* Start Available data *

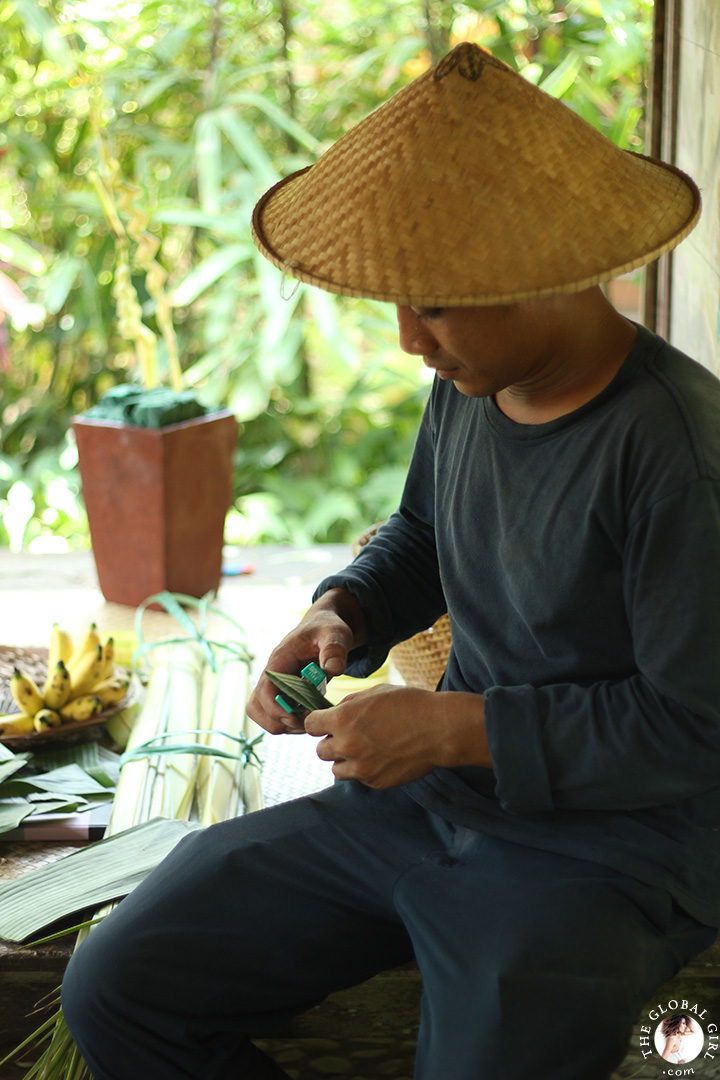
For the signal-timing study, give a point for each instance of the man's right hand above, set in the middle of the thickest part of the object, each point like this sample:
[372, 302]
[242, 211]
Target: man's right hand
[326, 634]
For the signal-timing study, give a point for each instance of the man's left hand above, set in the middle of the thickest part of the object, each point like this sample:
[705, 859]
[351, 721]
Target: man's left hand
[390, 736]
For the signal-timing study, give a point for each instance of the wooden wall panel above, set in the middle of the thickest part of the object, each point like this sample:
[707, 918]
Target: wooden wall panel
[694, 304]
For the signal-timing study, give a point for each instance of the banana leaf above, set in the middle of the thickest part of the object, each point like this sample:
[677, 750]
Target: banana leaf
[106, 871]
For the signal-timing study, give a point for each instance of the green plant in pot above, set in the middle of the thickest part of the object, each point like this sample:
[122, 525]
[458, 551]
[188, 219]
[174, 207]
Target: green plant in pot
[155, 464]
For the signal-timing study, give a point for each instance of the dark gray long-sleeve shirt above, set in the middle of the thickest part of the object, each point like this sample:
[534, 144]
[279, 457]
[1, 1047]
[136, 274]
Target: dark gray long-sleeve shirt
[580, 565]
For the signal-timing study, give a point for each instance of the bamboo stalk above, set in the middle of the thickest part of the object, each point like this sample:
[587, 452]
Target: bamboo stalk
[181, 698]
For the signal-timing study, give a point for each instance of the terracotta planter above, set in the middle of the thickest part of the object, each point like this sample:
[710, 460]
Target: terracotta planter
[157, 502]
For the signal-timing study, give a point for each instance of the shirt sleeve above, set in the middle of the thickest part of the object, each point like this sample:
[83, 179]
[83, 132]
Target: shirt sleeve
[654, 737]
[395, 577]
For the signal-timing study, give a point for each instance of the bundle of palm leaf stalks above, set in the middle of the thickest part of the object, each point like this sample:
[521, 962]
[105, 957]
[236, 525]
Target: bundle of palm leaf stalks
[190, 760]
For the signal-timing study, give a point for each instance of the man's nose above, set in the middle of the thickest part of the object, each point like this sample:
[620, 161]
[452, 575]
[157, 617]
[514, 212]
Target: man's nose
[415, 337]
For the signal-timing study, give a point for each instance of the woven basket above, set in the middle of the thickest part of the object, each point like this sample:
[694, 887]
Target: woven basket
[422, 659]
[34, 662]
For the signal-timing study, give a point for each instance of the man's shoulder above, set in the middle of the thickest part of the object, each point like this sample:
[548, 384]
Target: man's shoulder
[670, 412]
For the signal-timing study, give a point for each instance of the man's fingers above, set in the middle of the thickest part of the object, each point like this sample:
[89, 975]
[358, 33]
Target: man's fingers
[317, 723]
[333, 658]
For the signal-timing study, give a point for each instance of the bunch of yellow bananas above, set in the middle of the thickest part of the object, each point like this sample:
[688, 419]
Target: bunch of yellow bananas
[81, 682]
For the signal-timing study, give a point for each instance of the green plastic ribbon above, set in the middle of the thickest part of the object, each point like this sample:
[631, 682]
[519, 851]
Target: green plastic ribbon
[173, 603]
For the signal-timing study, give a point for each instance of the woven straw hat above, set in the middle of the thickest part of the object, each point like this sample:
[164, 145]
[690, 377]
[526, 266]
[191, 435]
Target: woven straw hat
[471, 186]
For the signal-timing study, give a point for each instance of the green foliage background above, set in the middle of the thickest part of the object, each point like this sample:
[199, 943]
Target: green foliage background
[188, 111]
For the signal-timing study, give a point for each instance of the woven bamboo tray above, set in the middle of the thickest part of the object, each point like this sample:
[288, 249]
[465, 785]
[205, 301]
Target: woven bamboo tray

* End Available data *

● Problem statement: Each record above should be copied character for character, with pictures dropped.

● Task output:
For the signal-timing study, give a point for each instance of the man's right hand above, set in the middle of the thickest part of the object, each point like this sample:
[372, 302]
[242, 211]
Target: man's right hand
[326, 634]
For the signal-timing study, give a point for each instance of the man's left hand above, set in the middle of the thickest part of the object, each point like this sample:
[705, 859]
[351, 721]
Target: man's left hand
[390, 736]
For the signal-timing study, give a point for each instance of the wooden wall panel above, set in the middle of the thickest part of the object, each point like this sample:
[707, 918]
Target: wooden wall panel
[694, 304]
For the signal-timing study, give a point for each instance of the banana leaf above, set in the middle of the thickest part of the object, each point like this sample:
[677, 750]
Target: banana leaf
[106, 871]
For the signal-timing study, give a point for each instance of the green plant in pot above, set in the middle of the thickest part of the object, each point like this sample:
[122, 525]
[458, 551]
[188, 219]
[174, 207]
Target: green plant in pot
[155, 464]
For the signal-timing study, give a point for each instance of the dark gray long-sleeve shirt above, set in the middle of the thickest part of the object, each point like this sample:
[534, 144]
[279, 457]
[1, 1047]
[136, 274]
Target: dark gray long-sleeve shirt
[580, 565]
For the signal-timing study, give a point for each instance of the bamboo stalk above, set in the middle of the thickest part of the object, each point like this sample:
[587, 452]
Target: bamboo stalk
[181, 698]
For the signal-timing study, give a point for each instance of the terracotta planter above, set in the middle of the thickest part of the object, each point like this sample:
[710, 460]
Target: terracotta planter
[157, 502]
For the signal-timing study, give a point for each instance of the shirt sleeve above, set in the middle of the thickest part of the object, each point like this sample:
[83, 179]
[83, 132]
Target: shirt sleeve
[654, 737]
[395, 577]
For the signal-timing study, give a point for each instance of the bundle of palm leaf stalks above, set in the middle of the thickest part of the object, each point like this sample:
[521, 962]
[105, 957]
[236, 525]
Target: bundle of palm leaf stalks
[190, 760]
For the signal-timing study, give a point for each instance of the man's nose above, set in the middle of the thickest part of the object, each point like this sample:
[620, 161]
[452, 575]
[157, 617]
[514, 212]
Target: man's nose
[415, 337]
For the signal-timing study, give a point for each instance of the woven basket above, set in the middle of the thickest part of the object, each point like this sample:
[694, 887]
Target: woven basket
[422, 659]
[34, 662]
For the signal-timing study, give a point for each instance of the man's shoulder above, set in the middle of the thickest part of the object, each point like this sample:
[548, 384]
Target: man's shoulder
[670, 412]
For the signal-timing study, give a point for each instance of the man's fingers above, set in the middle of the thickest part of the object, each point like this sample:
[89, 975]
[358, 33]
Target: man's fingers
[317, 723]
[333, 658]
For the signal-timing study, give a point for each instance of the bunch of yellow bananas above, set in the middle of the thickest part of the object, each point like this sample:
[688, 419]
Target: bunch of yellow bananas
[81, 682]
For the signal-timing study, give a point for each instance of the green plastic ribbon above, set in the middle of the thickest part of the object, each point like this sample:
[631, 682]
[519, 851]
Target: green plastic ribbon
[173, 603]
For the signal-timing study, give a point for each instance of the woven straw hat above, set in the middle of the thickest part of the object, each point like this sample:
[164, 145]
[690, 377]
[526, 266]
[191, 435]
Target: woven straw hat
[471, 186]
For the signal-timing study, give a point for each instance of the green foliage background above, set in the middle of the thickest part of the object, each point like this sample:
[199, 943]
Target: green foliage background
[188, 111]
For the signal-timing study, give a point for each instance of the woven bamboo tray above, set in the middle of the thickest part of the object, each point like this sample:
[288, 249]
[465, 785]
[205, 301]
Target: woven bamboo tray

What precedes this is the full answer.